(Dataset records)

• • •

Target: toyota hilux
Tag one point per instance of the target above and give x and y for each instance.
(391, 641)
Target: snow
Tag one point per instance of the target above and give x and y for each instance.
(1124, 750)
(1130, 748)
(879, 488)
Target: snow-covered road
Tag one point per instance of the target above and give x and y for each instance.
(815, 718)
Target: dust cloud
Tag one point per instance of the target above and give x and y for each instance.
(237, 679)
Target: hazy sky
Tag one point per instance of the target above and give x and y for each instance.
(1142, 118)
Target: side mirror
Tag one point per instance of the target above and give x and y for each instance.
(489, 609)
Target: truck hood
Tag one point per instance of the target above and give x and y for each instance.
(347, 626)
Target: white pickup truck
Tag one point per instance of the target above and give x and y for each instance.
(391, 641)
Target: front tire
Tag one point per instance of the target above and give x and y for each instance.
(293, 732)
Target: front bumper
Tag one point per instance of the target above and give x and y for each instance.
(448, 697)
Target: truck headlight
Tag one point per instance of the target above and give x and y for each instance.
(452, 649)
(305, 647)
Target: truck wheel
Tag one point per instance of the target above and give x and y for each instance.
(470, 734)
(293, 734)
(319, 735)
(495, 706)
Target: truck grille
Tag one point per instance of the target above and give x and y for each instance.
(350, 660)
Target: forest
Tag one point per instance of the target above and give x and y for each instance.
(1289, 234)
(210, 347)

• • •

Copy every record exactly, with nothing added or dropped.

**Result for this task**.
Target: toyota hilux
Tag one point per instance of the target above and give x and y for each instance.
(391, 641)
Target: snow
Tag one point per instance of the target above and give x and y for each instance.
(1124, 750)
(1130, 748)
(879, 488)
Target: snow-covered road
Tag one point per instance of the target above and give x and y for each instance.
(815, 718)
Target: dust cloud
Tag one point per instance of the target above and give x and y for each instance.
(237, 679)
Target: hazy sky
Tag one point per instance of the target above and give x and y for each instance.
(1142, 118)
Target: side mirror
Tag one point per instance of the target above and give x and y for each instance.
(489, 609)
Target: truck hood
Tag one point per instance of the target above and give x and y for each instance.
(347, 626)
Target: white pickup truck
Tag one point per instance of the target above and give x and y for each instance.
(391, 641)
Target: front tire
Tag one point per instance of the target above and give x and y for each instance.
(293, 732)
Target: front bumper
Tag one point per instance of the target above and give x and y for each instance.
(448, 697)
Target: truck headlight
Tag one point per instance of the target above and give x and y for each instance.
(452, 649)
(305, 647)
Target: truck wheel
Tag one point per instance of the target above and give x and y for each instance.
(470, 734)
(293, 734)
(319, 735)
(495, 706)
Target: truck grille
Tag one point per instance of the target above and give x and y for each instance.
(350, 660)
Target: forest
Tag one point per instance of the target above and give x and y for each instance.
(1289, 234)
(210, 347)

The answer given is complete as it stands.